--- Dataset content ---
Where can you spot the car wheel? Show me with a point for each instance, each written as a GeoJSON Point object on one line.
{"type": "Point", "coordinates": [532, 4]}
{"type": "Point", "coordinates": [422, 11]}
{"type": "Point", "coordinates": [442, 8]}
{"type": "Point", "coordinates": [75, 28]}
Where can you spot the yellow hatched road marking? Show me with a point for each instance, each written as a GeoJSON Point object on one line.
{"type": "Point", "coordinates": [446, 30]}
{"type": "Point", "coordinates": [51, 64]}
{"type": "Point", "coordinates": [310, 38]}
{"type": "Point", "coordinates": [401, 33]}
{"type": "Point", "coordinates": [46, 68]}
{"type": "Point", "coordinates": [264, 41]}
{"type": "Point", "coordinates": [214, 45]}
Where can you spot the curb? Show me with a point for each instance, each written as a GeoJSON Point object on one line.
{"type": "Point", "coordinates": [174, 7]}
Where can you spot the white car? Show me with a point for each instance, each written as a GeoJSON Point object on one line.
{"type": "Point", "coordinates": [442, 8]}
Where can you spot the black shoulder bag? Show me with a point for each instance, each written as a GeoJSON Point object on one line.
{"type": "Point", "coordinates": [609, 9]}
---
Update the part of the records that opens with the line containing "Where can you spot the yellow" and closes at the end of the records, replacing "instance" with "occurrence" and leaving everything else unchanged. Provide only that part.

▶ **Written solution**
Where can you spot the yellow hatched road marking? Show me with a point for each occurrence, each written as a GeoJSON Point object on one line.
{"type": "Point", "coordinates": [446, 30]}
{"type": "Point", "coordinates": [51, 64]}
{"type": "Point", "coordinates": [310, 38]}
{"type": "Point", "coordinates": [401, 33]}
{"type": "Point", "coordinates": [46, 68]}
{"type": "Point", "coordinates": [264, 41]}
{"type": "Point", "coordinates": [214, 45]}
Where can you spot the curb? Show me with a point for each occurrence, each written as a GeoJSON Point object on one line.
{"type": "Point", "coordinates": [174, 7]}
Where can you spot the white car? Show me with a point for each occurrence, each written as a GeoJSON Point object on one line.
{"type": "Point", "coordinates": [442, 8]}
Where can you spot the black shoulder bag? Show me with a point for each occurrence, each written as a GeoJSON Point object on one line.
{"type": "Point", "coordinates": [609, 9]}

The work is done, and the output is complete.